Material provided:

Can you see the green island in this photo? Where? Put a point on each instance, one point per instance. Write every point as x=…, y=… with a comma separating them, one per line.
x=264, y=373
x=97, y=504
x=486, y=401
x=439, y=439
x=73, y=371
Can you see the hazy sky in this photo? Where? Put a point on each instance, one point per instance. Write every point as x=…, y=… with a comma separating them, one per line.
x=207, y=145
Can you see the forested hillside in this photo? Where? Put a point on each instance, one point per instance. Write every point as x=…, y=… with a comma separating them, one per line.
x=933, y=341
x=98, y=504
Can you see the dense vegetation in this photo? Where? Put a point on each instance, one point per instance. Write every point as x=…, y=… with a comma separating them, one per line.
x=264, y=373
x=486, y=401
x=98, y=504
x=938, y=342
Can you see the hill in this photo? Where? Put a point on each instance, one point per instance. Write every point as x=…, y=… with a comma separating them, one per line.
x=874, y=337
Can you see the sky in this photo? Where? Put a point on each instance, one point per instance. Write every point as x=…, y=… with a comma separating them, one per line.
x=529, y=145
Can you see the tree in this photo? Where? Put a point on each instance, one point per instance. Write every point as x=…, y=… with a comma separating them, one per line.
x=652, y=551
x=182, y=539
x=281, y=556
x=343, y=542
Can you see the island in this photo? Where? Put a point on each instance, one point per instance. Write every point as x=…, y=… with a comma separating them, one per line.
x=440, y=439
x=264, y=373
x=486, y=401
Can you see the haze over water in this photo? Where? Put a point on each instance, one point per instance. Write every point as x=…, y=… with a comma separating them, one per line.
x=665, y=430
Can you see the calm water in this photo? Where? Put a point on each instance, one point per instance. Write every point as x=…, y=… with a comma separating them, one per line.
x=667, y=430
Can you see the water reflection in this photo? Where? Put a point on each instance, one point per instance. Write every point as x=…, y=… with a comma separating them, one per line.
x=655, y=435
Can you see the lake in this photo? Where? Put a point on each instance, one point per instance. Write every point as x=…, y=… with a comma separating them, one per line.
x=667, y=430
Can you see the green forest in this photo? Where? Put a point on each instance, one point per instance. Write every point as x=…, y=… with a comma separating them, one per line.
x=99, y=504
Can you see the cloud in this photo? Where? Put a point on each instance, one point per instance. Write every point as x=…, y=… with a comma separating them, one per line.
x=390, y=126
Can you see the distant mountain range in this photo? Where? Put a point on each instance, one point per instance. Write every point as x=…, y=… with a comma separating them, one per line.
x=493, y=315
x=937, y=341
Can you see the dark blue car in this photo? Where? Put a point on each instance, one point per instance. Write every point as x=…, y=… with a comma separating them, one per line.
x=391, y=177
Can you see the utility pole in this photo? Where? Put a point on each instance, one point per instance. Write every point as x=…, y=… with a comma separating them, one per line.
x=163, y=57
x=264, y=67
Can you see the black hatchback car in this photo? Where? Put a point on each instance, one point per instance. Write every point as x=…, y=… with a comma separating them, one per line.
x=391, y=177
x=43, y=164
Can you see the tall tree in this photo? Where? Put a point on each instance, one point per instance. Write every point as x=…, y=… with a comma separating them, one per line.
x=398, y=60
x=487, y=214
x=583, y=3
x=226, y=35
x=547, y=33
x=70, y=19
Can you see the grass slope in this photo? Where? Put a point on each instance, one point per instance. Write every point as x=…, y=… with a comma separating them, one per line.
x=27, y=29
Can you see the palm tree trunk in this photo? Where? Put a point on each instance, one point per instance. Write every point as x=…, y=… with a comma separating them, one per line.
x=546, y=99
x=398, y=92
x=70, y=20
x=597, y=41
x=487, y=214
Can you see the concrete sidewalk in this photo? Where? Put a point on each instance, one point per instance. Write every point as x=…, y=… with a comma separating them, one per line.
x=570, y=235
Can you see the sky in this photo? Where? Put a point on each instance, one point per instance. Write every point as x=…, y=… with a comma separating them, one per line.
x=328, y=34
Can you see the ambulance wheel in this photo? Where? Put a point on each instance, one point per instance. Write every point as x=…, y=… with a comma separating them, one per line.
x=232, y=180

Exercise goal: The complete listing is to be repeated word for word.

Reply to the exercise:
Can you see the green island in this photo? Where? Put a point on each instance, one point per instance. Write every point as x=…, y=… with a comma separating them, one per line.
x=264, y=373
x=97, y=504
x=486, y=401
x=439, y=439
x=73, y=371
Can you see the hazy sky in this photo? Where? Put a point on each instance, one point per instance. Write every point as x=…, y=… with a comma separating them, one per line.
x=207, y=145
Can you see the forested hillside in this photo? Where? Put a point on each instance, one point per instance. Write every point as x=…, y=… with a comma separating them, one per line.
x=933, y=341
x=98, y=504
Can you see the dense vegetation in this photo? Where? Put a point on each instance, one point per instance. Write every point as x=…, y=… with a comma separating them, one per line.
x=264, y=373
x=486, y=401
x=98, y=504
x=938, y=342
Can you see the hill in this photo? Where? Put a point on each instance, one point per instance. Write every point as x=…, y=… with a comma separating them, one per line.
x=874, y=337
Can you see the sky in this photo? Where? Put a point on each instance, one point per instance. Write every point as x=…, y=… with a comma separating them, one per line.
x=529, y=145
Can you see the tree in this photo? Where? Put a point on each instance, one point per instance. Write every point as x=…, y=… with a comma separating them, one per line.
x=652, y=551
x=182, y=539
x=281, y=556
x=343, y=542
Can you see the island in this photo? Where? Put a point on each instance, one point per instance. Write every point as x=…, y=… with a comma separating them, one per line.
x=440, y=439
x=264, y=373
x=486, y=401
Can you see the haze over water in this photo? Where? Put a point on each instance, one point per instance. Write every point as x=…, y=… with a comma separating them, one per line.
x=665, y=430
Can you see the calm water in this photo? Where? Put a point on each instance, one point per instance. Write every point as x=…, y=… with a comma separating them, one per line.
x=667, y=430
Can you see the water reflection in this photo? Where? Put a point on each instance, one point per instance. Write every point as x=…, y=… with a comma separating them, one per line.
x=655, y=435
Can you see the lake in this photo? Where? Put a point on each instance, one point per instance. Write every point as x=…, y=… with a comma separating them, one per line.
x=667, y=430
Can you see the green forest in this photo? Where? Put a point on each instance, one point per instance. Write every point as x=…, y=… with a comma separating them, one per line.
x=99, y=504
Can you see the cloud in this photo? Where? Put a point on each instance, one point per instance. Write every point as x=…, y=… with a comma separating them, one per line.
x=390, y=126
Can you see the distant mountain range in this photo? Where? Put a point on each instance, one point per instance. Write every point as x=…, y=… with a comma separating them, one per line.
x=493, y=315
x=937, y=341
Can you see the dark blue car in this photo? Where? Put a point on each instance, one point per instance. Write every point as x=…, y=… with a comma separating them, one per line.
x=391, y=177
Can you see the utility pole in this photo? Where? Put a point on each instance, one point per instance. Write every point as x=…, y=… with a comma separating them, one per line.
x=163, y=57
x=264, y=67
Can you see the black hatchback car in this photo? Where? Put a point on each instance, one point per instance. Write every point as x=…, y=… with a comma separating them, one per line.
x=391, y=177
x=43, y=164
Can you see the tall tree in this photo? Where? Put a point on each instance, one point per instance. Write every point as x=…, y=… with a comma separating them, one per line.
x=398, y=60
x=487, y=214
x=583, y=3
x=226, y=35
x=547, y=33
x=70, y=19
Can you see the grass slope in this photo? Where? Put a point on each instance, one point per instance. Write every point as x=…, y=… with a comma separating them, one per line.
x=27, y=29
Can you see the palm tree trunk in this photo? Where? Put a point on each instance, one point per instance. Write every point as x=…, y=… with a comma separating them, one per line.
x=546, y=99
x=398, y=92
x=70, y=20
x=597, y=41
x=487, y=214
Can you see the concrete sidewalk in this photo? Where? Put a point on each instance, one point per instance. Write every point as x=…, y=… with a comma separating them, one per line.
x=570, y=235
Can you see the sky in this photo? Where? Put a point on each instance, one point per instance. Write every point as x=…, y=… with a comma separating them, one per line.
x=328, y=34
Can you see the ambulance wheel in this photo? Where? Put a point on each instance, one point per instance. Write every point as x=…, y=… with a comma separating them, one per line.
x=232, y=180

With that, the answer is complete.